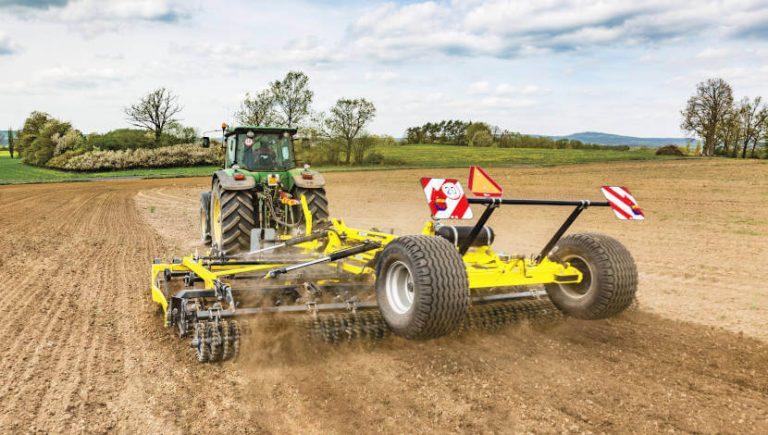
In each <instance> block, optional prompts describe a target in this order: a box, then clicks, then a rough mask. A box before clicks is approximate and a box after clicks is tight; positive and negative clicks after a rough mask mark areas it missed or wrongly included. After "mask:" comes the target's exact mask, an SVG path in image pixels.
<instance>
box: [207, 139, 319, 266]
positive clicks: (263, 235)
mask: <svg viewBox="0 0 768 435" xmlns="http://www.w3.org/2000/svg"><path fill="white" fill-rule="evenodd" d="M222 133H223V141H222V146H223V147H224V148H225V150H226V151H225V164H224V169H220V170H218V171H216V172H215V173H214V174H213V177H212V179H211V190H210V191H205V192H202V193H201V194H200V227H201V234H202V240H203V242H204V243H205V244H206V245H209V246H211V248H212V249H213V250H214V251H216V252H219V253H221V254H229V255H231V254H235V253H237V252H241V251H247V250H249V249H253V247H258V246H260V244H263V243H264V242H272V241H274V240H277V239H278V238H280V237H285V236H288V235H290V234H292V233H294V232H295V231H294V230H297V229H299V227H300V226H301V225H302V224H303V220H304V213H302V201H304V204H305V205H306V206H307V207H308V209H309V211H310V214H311V216H312V218H313V220H314V225H315V226H316V227H322V226H323V225H325V224H327V222H328V215H329V214H328V199H327V197H326V194H325V189H324V186H325V179H324V178H323V176H322V175H321V174H320V173H319V172H317V171H314V170H312V169H310V167H309V165H308V164H304V165H303V167H297V162H296V160H295V154H294V137H295V135H296V129H295V128H278V127H260V126H237V127H229V126H228V125H226V124H222ZM202 146H203V147H208V146H210V139H209V138H207V137H204V138H203V142H202Z"/></svg>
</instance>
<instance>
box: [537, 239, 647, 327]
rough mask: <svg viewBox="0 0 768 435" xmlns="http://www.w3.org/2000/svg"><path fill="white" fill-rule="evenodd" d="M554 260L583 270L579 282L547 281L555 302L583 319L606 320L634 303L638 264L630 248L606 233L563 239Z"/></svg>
mask: <svg viewBox="0 0 768 435" xmlns="http://www.w3.org/2000/svg"><path fill="white" fill-rule="evenodd" d="M550 259H552V260H553V261H558V262H561V263H569V264H570V265H571V266H573V267H575V268H576V269H578V270H579V272H581V273H582V276H583V278H582V280H581V282H580V283H578V284H547V285H546V286H545V288H546V290H547V294H548V295H549V298H550V299H551V300H552V303H554V304H555V306H556V307H557V308H559V309H560V311H562V312H563V313H565V314H567V315H569V316H573V317H576V318H579V319H590V320H591V319H604V318H607V317H611V316H615V315H616V314H619V313H621V312H622V311H624V310H625V309H626V308H627V307H629V306H630V305H631V304H632V301H633V300H634V298H635V293H636V292H637V266H635V261H634V259H633V258H632V255H631V254H630V253H629V251H628V250H627V248H625V247H624V245H622V244H621V243H620V242H619V241H618V240H616V239H614V238H612V237H609V236H606V235H604V234H592V233H584V234H573V235H570V236H567V237H565V238H563V239H562V240H560V242H558V243H557V246H555V249H554V252H553V253H552V255H550Z"/></svg>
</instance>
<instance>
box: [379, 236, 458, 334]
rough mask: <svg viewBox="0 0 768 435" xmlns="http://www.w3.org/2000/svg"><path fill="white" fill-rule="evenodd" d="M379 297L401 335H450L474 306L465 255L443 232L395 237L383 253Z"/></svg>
mask: <svg viewBox="0 0 768 435" xmlns="http://www.w3.org/2000/svg"><path fill="white" fill-rule="evenodd" d="M376 299H377V302H378V305H379V311H381V315H382V317H384V320H385V321H386V323H387V325H389V327H390V329H392V331H393V332H394V333H395V334H397V335H401V336H403V337H406V338H409V339H429V338H436V337H440V336H443V335H446V334H450V333H451V332H453V331H455V330H456V329H457V328H458V327H459V325H460V324H461V322H462V320H463V319H464V318H465V317H466V315H467V310H468V309H469V280H468V278H467V271H466V269H465V267H464V262H463V261H462V259H461V255H460V254H459V252H458V251H457V250H456V248H455V247H454V246H453V245H452V244H451V243H450V242H448V241H447V240H445V239H443V238H441V237H432V236H405V237H399V238H397V239H395V240H394V241H393V242H391V243H389V244H388V245H387V247H386V248H384V250H383V251H382V252H381V254H379V259H378V262H377V264H376Z"/></svg>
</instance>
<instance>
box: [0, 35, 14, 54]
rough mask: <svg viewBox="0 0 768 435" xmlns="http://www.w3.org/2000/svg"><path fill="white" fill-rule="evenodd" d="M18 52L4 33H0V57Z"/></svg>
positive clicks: (11, 42) (13, 43)
mask: <svg viewBox="0 0 768 435" xmlns="http://www.w3.org/2000/svg"><path fill="white" fill-rule="evenodd" d="M16 51H18V45H17V44H16V43H15V42H14V41H13V40H12V39H11V38H10V37H9V36H8V35H6V34H5V33H3V32H0V56H7V55H10V54H13V53H15V52H16Z"/></svg>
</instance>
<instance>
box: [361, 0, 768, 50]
mask: <svg viewBox="0 0 768 435" xmlns="http://www.w3.org/2000/svg"><path fill="white" fill-rule="evenodd" d="M705 31H706V32H709V33H711V32H715V33H718V34H720V35H722V36H724V37H740V36H744V35H749V36H752V37H760V38H763V39H768V5H766V4H765V2H764V1H746V2H745V1H737V0H725V1H717V0H708V1H701V2H697V3H696V5H695V7H693V6H692V5H691V4H690V2H688V1H682V0H671V1H669V0H664V1H660V0H652V1H646V2H636V1H628V0H624V1H612V2H605V1H602V0H581V1H564V0H543V1H537V2H517V1H507V0H490V1H485V2H481V1H477V0H471V1H458V0H456V1H452V2H449V3H443V2H439V3H438V2H434V1H427V2H422V3H411V4H405V5H396V4H392V3H388V4H385V5H383V6H380V7H378V8H376V9H374V10H372V11H369V12H368V13H365V14H363V16H361V17H360V18H359V19H357V20H356V21H355V22H354V23H353V24H352V25H350V27H349V32H348V33H349V35H348V39H347V41H346V42H347V43H348V46H350V47H352V48H353V49H355V50H356V51H357V52H358V55H367V56H370V57H372V58H375V59H379V60H385V61H393V60H405V59H413V58H423V57H425V56H435V55H446V56H460V57H476V56H487V57H496V58H502V59H507V58H513V57H518V56H521V55H525V54H533V53H542V52H553V51H554V52H557V51H573V50H580V49H586V48H594V47H601V46H611V45H622V44H623V45H630V46H631V45H637V44H644V43H664V42H666V41H675V40H677V39H678V38H683V37H688V36H692V35H696V34H699V33H701V32H705Z"/></svg>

Problem description>
Give the records again exactly, pictures left out.

Exercise response>
In each <instance> block, optional prompts describe a target in this order: a box, then clicks, then a rough mask. A box before clicks is approximate and a box after clicks is tight; positive and negative clicks after a rough mask mark areas it missed or wrongly included. After "mask:" comes the target's exact mask, an SVG path in image pixels.
<instance>
box: [207, 139, 319, 266]
positive clicks: (263, 235)
mask: <svg viewBox="0 0 768 435" xmlns="http://www.w3.org/2000/svg"><path fill="white" fill-rule="evenodd" d="M222 133H223V141H222V146H223V147H224V148H225V150H226V151H225V164H224V169H220V170H218V171H216V172H215V173H214V174H213V177H212V179H211V190H210V191H205V192H202V193H201V194H200V227H201V234H202V240H203V242H204V243H205V244H206V245H209V246H211V248H212V249H213V250H214V251H216V252H219V253H221V254H229V255H231V254H235V253H237V252H241V251H247V250H249V249H253V247H258V246H260V244H263V243H264V242H272V241H274V240H277V239H278V238H280V237H285V236H288V235H290V234H292V233H294V232H295V231H294V230H297V229H299V227H300V226H301V225H302V224H303V220H304V213H302V201H304V204H305V205H306V206H307V207H308V209H309V211H310V214H311V216H312V218H313V220H314V225H315V226H316V227H322V226H323V225H325V224H327V222H328V215H329V214H328V199H327V197H326V194H325V189H324V186H325V179H324V178H323V176H322V175H321V174H320V173H319V172H317V171H314V170H312V169H310V167H309V165H308V164H304V165H303V167H297V162H296V160H295V154H294V137H295V135H296V129H295V128H278V127H260V126H237V127H229V126H228V125H226V124H222ZM202 146H203V147H208V146H210V139H209V138H207V137H204V138H203V142H202Z"/></svg>
</instance>
<instance>
box: [537, 239, 647, 327]
rough mask: <svg viewBox="0 0 768 435" xmlns="http://www.w3.org/2000/svg"><path fill="white" fill-rule="evenodd" d="M554 260L583 270L579 282L547 281L555 302L583 319L606 320L634 303L638 264L630 248L606 233L563 239Z"/></svg>
mask: <svg viewBox="0 0 768 435" xmlns="http://www.w3.org/2000/svg"><path fill="white" fill-rule="evenodd" d="M550 259H552V260H553V261H558V262H561V263H569V264H570V265H571V266H573V267H575V268H576V269H578V270H579V272H581V273H582V276H583V278H582V280H581V282H580V283H578V284H547V285H546V286H545V288H546V290H547V294H548V295H549V298H550V299H551V300H552V303H554V304H555V306H556V307H557V308H559V309H560V311H562V312H563V313H565V314H567V315H569V316H573V317H576V318H579V319H590V320H591V319H604V318H607V317H611V316H615V315H616V314H619V313H621V312H622V311H624V310H625V309H626V308H627V307H629V306H630V305H631V304H632V301H633V300H634V298H635V293H636V292H637V266H635V261H634V259H633V258H632V255H631V254H630V253H629V251H628V250H627V248H625V247H624V245H622V244H621V243H620V242H619V241H618V240H616V239H614V238H612V237H609V236H606V235H604V234H592V233H584V234H573V235H570V236H567V237H565V238H563V239H562V240H560V242H558V243H557V246H555V249H554V252H553V253H552V255H550Z"/></svg>
</instance>
<instance>
box: [379, 236, 458, 334]
rough mask: <svg viewBox="0 0 768 435" xmlns="http://www.w3.org/2000/svg"><path fill="white" fill-rule="evenodd" d="M379 297L401 335H450L474 306L465 255L443 232L395 237L383 253Z"/></svg>
mask: <svg viewBox="0 0 768 435" xmlns="http://www.w3.org/2000/svg"><path fill="white" fill-rule="evenodd" d="M376 299H377V302H378V305H379V311H381V315H382V317H384V320H385V321H386V323H387V325H389V327H390V329H392V331H393V332H394V333H395V334H397V335H401V336H403V337H406V338H409V339H429V338H436V337H440V336H443V335H446V334H450V333H451V332H453V331H455V330H456V329H457V328H458V327H459V325H460V324H461V322H462V320H463V319H464V318H465V317H466V315H467V310H468V309H469V280H468V278H467V271H466V269H465V267H464V262H463V261H462V259H461V255H460V254H459V252H458V251H457V250H456V248H455V247H454V246H453V245H452V244H451V243H450V242H448V241H447V240H445V239H443V238H441V237H432V236H405V237H399V238H397V239H395V240H394V241H393V242H391V243H389V244H388V245H387V247H386V248H384V250H383V251H382V252H381V254H379V259H378V262H377V264H376Z"/></svg>
</instance>
<instance>
box: [0, 35, 14, 54]
rough mask: <svg viewBox="0 0 768 435" xmlns="http://www.w3.org/2000/svg"><path fill="white" fill-rule="evenodd" d="M18 52L4 33H0V57Z"/></svg>
positive clicks: (11, 42) (13, 43)
mask: <svg viewBox="0 0 768 435" xmlns="http://www.w3.org/2000/svg"><path fill="white" fill-rule="evenodd" d="M16 51H18V45H17V44H16V43H15V42H14V41H13V40H12V39H11V38H10V37H9V36H8V35H6V34H5V33H3V32H0V56H7V55H10V54H13V53H15V52H16Z"/></svg>
</instance>
<instance>
box: [361, 0, 768, 50]
mask: <svg viewBox="0 0 768 435" xmlns="http://www.w3.org/2000/svg"><path fill="white" fill-rule="evenodd" d="M705 31H706V32H709V33H711V32H715V33H718V34H720V35H722V36H724V37H740V36H744V35H749V36H752V37H760V38H763V39H768V5H766V4H765V2H764V1H746V2H745V1H737V0H725V1H717V0H708V1H701V2H697V3H696V5H695V7H693V6H692V5H691V4H690V2H688V1H682V0H671V1H669V0H664V1H660V0H652V1H646V2H636V1H628V0H624V1H612V2H605V1H602V0H581V1H564V0H543V1H537V2H517V1H507V0H490V1H485V2H481V1H477V0H471V1H458V0H456V1H452V2H449V3H443V2H439V3H438V2H434V1H427V2H422V3H411V4H405V5H396V4H392V3H388V4H385V5H383V6H380V7H378V8H376V9H374V10H372V11H369V12H368V13H365V14H363V16H361V17H360V18H359V19H357V20H356V21H355V22H354V23H353V24H352V25H350V27H349V32H348V33H349V35H348V39H347V41H346V42H347V43H348V46H350V47H352V48H353V49H355V50H356V51H357V52H358V55H367V56H370V57H372V58H375V59H379V60H385V61H393V60H405V59H413V58H423V57H425V56H435V55H446V56H460V57H476V56H487V57H496V58H502V59H507V58H513V57H518V56H521V55H525V54H533V53H542V52H553V51H554V52H557V51H573V50H580V49H586V48H594V47H601V46H611V45H622V44H623V45H630V46H631V45H637V44H644V43H664V42H666V41H675V40H677V39H678V38H683V37H688V36H692V35H696V34H699V33H701V32H705Z"/></svg>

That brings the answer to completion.